— TEXT —
=== Begin Enclosure ===

ROCKFORD (WREX) — Two weeks from today, classes will resume for RPS 205 schools. It’s been 169 days since state COVID-19 precautions forced students and staff physically out of classrooms.

This abrupt change uprooted students’ life at school and potentially impacted their life at home.

“We knew that during that time they were going to have an increased need for mental health concerns and trauma,” says licensed social worker Nicole Bennett. “Parents had maybe an increase use of drugs and alcohol, or loss of job. So there’s a financial strain, a lack of food, a lack of resources.”

Bennett works for the United Way as an Achievement Advocate at Lincoln Middle School. She witnessed firsthand how COVID-19 impacted some students.

“Not getting out of bed. Not even wanting to go outside when it was nice. Not engaging in distance-learning.”

For some, Bennett saw feelings of anger.

“I want to be at school, I want to be with my friends, I want to be in front of my teacher. And it’s really hard because you just sit with them. There’s nothing you can really do to change that.”

Bennett says a number of students could have been subjected to more time in environments where domestic or sexual violence took place. Issues that are compounded by stressors some students at Lincoln already dealt with before the pandemic.

“Just the zip code Lincoln is located in we have a lot of community violence and trauma,” says Bennett.

Students have become comfortable sharing their feelings with Bennett, thanks to groundwork she’s built through something called Move the Middle. It’s a United Way campaign that’s focused on keeping kids from dropping out, by intervening as early as 6th grade.

“I collect student data, analyze student data and monitor student data to identify students that are off track,” says Bennett.

For example, a student with a number of absences or behavorial issues could signal that child is struggling with something outside of school.

“It could be students who have issues with transportation,” says Bennett. “So maybe they missed a few days of school because of transportation. All the way to a child could be being sexually abused at home they are quietly misbehaving in class, or kind of angry and irritated.”

The program partnered with agencies like Rosecrance and Children’s Home and Aid to provide sessions like trauma counseling and organization conflict resolution. Skills administrators hope will help keep students on a path to success.

“If they start establishing really poor organization habits starting at 6th grade and we don’t fix it right away when they hit 9th grade where they have to have credits, and those are when it count hey’re going to be lost,” says Lincoln Principal Kirsten Garrigan. “That’s where we lose them.”

=== End Enclosure ===

— SUPPLIED ENTRIES —
=== Begin Enclosure ===

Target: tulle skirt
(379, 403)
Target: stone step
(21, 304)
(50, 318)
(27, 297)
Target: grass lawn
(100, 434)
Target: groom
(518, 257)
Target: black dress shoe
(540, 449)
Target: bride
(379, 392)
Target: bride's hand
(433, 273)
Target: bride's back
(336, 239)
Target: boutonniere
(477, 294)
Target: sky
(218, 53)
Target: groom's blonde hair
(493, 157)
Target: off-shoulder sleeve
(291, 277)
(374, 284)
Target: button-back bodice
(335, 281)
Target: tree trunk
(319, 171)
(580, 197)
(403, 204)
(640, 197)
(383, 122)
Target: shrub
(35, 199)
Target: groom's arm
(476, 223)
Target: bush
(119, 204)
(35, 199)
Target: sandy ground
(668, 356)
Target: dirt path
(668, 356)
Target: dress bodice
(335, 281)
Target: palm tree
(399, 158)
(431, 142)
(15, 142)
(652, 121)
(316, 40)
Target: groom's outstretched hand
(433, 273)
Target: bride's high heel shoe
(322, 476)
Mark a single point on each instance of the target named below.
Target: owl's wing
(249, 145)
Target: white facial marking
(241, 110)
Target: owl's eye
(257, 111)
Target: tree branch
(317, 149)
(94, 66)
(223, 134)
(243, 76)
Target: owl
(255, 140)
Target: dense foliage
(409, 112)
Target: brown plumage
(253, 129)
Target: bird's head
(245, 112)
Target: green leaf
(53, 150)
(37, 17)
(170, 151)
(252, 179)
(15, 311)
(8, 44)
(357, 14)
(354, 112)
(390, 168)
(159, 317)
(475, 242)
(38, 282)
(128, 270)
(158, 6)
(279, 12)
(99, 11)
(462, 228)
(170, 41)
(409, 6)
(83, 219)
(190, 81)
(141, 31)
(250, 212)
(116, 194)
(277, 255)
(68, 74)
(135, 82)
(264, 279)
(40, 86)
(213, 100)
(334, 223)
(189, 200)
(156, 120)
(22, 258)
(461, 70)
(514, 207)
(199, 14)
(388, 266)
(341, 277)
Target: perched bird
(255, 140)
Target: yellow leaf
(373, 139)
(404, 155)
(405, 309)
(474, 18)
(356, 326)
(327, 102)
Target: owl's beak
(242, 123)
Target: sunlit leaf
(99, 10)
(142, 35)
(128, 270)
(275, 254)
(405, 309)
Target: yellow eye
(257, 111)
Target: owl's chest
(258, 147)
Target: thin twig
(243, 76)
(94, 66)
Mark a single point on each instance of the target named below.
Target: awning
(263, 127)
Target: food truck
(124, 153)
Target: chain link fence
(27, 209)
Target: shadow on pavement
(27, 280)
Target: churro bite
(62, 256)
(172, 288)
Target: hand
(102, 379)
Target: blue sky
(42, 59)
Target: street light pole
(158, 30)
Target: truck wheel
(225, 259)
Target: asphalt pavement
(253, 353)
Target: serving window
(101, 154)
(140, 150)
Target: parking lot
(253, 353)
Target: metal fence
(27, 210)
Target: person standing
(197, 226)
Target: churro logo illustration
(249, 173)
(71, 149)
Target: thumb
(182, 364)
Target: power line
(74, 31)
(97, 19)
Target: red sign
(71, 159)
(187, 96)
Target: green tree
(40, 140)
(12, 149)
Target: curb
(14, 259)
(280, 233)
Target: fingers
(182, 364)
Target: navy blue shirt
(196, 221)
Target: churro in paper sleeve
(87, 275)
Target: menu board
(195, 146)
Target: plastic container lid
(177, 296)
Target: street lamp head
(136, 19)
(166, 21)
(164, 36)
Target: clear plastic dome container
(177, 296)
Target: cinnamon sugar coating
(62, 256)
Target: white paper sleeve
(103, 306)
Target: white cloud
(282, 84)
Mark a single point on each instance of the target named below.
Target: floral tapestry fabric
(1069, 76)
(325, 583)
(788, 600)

=== End Enclosure ===
=== Begin Enclosure ===

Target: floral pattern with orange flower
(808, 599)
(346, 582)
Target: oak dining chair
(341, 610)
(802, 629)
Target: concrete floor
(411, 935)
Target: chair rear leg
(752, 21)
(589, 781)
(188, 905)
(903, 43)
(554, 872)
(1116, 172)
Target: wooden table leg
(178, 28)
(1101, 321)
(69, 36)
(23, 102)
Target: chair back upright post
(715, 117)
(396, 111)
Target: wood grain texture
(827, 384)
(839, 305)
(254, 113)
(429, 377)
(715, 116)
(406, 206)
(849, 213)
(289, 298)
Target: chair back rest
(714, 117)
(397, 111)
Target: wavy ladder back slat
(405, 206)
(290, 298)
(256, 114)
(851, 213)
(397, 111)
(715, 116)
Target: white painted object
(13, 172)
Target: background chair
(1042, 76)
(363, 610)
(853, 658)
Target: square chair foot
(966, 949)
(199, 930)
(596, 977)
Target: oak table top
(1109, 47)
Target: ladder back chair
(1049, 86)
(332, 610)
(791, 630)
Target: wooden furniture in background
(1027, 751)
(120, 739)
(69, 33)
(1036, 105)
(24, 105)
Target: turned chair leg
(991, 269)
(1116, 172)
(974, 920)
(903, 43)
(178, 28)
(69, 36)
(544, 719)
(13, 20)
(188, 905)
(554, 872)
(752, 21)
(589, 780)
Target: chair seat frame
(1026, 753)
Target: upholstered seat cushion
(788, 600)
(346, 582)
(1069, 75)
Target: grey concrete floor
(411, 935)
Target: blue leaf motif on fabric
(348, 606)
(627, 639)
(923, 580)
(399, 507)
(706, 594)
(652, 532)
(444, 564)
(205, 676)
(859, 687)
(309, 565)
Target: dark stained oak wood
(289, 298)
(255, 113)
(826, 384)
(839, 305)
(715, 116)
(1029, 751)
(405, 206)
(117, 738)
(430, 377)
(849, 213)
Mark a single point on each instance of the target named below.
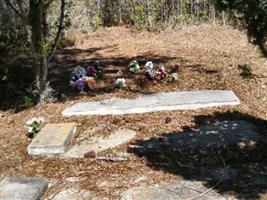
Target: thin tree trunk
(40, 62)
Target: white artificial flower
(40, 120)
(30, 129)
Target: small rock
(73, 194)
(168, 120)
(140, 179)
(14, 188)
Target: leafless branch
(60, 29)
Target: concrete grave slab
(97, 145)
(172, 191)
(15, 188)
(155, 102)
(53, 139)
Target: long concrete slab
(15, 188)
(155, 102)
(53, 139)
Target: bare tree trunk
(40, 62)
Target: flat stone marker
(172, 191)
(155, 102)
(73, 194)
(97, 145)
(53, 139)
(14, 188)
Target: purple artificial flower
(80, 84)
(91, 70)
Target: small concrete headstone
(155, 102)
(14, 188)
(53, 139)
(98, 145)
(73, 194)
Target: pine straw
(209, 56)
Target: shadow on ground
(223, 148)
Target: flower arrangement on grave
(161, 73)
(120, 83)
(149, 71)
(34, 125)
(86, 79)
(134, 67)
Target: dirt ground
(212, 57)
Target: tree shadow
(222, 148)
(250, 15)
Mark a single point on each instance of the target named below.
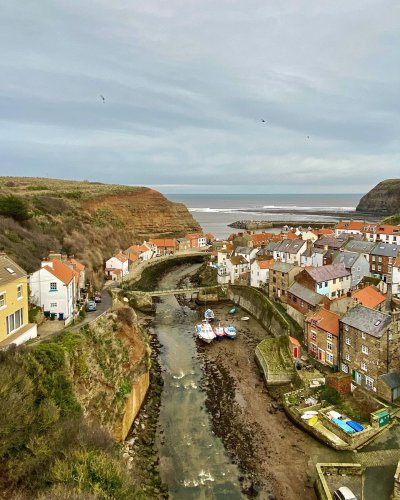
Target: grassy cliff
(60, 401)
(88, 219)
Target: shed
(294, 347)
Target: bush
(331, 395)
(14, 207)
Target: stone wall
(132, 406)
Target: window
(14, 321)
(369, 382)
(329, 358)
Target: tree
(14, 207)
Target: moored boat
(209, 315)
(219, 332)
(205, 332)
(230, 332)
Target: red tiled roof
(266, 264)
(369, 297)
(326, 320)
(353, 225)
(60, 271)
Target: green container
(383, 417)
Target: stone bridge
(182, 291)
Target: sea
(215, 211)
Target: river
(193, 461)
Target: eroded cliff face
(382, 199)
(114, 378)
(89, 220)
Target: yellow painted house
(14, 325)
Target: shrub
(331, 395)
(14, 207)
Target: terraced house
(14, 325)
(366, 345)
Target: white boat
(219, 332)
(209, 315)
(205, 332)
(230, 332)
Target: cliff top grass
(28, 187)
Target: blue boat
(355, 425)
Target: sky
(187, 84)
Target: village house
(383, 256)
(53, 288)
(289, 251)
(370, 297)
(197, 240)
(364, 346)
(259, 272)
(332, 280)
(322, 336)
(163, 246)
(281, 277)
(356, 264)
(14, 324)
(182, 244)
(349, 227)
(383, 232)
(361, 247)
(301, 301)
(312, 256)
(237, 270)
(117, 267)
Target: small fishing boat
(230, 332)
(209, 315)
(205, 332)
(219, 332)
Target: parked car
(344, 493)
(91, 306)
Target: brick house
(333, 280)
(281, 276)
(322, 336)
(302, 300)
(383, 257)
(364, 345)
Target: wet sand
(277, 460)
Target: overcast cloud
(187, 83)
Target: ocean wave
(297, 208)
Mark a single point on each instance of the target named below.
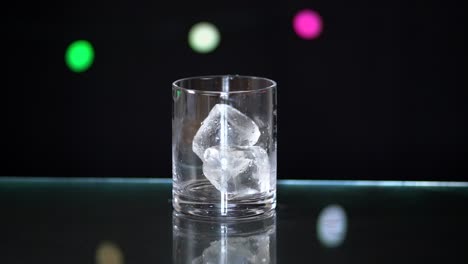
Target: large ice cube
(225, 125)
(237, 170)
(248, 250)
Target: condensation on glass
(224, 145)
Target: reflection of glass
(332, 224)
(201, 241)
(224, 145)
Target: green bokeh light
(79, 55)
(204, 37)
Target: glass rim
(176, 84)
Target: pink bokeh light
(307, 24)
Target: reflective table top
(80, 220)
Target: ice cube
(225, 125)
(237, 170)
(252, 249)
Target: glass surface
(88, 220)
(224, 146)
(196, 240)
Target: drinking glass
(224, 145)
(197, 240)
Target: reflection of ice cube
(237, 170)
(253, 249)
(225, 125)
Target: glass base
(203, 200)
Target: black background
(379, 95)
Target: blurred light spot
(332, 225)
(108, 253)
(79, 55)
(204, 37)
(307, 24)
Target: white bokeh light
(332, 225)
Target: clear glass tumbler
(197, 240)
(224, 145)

=== End Enclosure ===
=== Begin Enclosure ===

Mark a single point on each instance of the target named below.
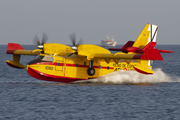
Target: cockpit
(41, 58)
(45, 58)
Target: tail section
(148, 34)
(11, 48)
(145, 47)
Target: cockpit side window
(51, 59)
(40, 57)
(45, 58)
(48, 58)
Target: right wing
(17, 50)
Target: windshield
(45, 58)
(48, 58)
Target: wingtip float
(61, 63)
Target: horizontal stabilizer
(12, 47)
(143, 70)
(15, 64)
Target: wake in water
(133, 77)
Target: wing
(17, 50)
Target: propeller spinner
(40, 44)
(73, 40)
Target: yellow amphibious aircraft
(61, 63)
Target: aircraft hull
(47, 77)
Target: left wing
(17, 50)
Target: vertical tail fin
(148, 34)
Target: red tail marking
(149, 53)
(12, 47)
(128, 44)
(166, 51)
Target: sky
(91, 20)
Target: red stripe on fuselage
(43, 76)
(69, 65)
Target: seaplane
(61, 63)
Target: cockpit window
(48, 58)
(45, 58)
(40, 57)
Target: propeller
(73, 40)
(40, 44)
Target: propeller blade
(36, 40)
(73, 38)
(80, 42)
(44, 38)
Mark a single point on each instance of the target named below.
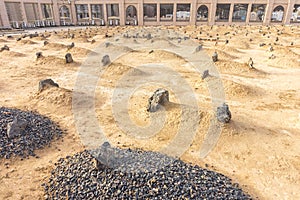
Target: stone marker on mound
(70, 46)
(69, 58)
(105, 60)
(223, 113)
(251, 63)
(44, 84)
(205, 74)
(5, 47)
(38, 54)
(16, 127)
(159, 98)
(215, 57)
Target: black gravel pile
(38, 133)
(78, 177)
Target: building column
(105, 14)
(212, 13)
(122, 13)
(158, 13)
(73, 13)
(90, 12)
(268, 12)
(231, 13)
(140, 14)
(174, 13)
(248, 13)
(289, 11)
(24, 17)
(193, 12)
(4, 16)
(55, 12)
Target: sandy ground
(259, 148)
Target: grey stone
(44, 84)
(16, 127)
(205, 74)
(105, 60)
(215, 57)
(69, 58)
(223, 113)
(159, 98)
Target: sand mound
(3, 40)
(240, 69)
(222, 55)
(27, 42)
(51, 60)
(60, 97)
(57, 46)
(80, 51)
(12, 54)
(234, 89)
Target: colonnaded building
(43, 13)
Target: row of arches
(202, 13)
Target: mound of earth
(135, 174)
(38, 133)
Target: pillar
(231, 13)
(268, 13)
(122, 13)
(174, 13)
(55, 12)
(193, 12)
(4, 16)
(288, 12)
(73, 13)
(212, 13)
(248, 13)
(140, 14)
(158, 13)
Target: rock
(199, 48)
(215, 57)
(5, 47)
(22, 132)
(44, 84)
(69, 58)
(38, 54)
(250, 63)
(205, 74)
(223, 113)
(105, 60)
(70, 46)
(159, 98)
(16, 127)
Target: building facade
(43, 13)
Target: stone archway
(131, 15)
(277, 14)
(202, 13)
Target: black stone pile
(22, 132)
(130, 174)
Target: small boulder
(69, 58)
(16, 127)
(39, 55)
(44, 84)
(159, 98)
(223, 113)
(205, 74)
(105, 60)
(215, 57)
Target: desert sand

=== End Enclosure ===

— EXERCISE PROMPT —
Continue the news report on Lincoln Middle School students from the point where it stops. The listing has no connection to the news report on Lincoln Middle School students.

— RESPONSE FOR THIS EXERCISE —
Garrigan says Move the Middle played a vital role in how counselors and teachers looked after students during the spring remote learning period.

“What they need whether it’s food, whether it’s a bag of diapers for younger siblings, whether they don’t know how to navigate a virtual learning platform.”

Going into this school year, the abnormal setup will provide obstacles. However, Garrigan believes it may also provide opportunities. For example, during lunch time children will be broken up into smaller numbers.

“Once we know where the kids are at we can start putting my United Way Move the Middle people into rooms,” says Garrigan. “And my counselors in rooms where they’re doing social emotional skills during lunchtime to get to know them better and guide them in this.”

“Needs will be even greater than they were before,” says Bennett. “We’ve asked our service providers to come to registration to really, really start early.”

Bennett says during the summer she’s working with social worker and counselor Kevin Polky on how teachers and administrators can navigate this unique school year.

“How do we work with educators,” asks Polky. “How do we work with stakeholders who have vested interest in helping students, helping educators as they’re preparing for this upcoming school year?”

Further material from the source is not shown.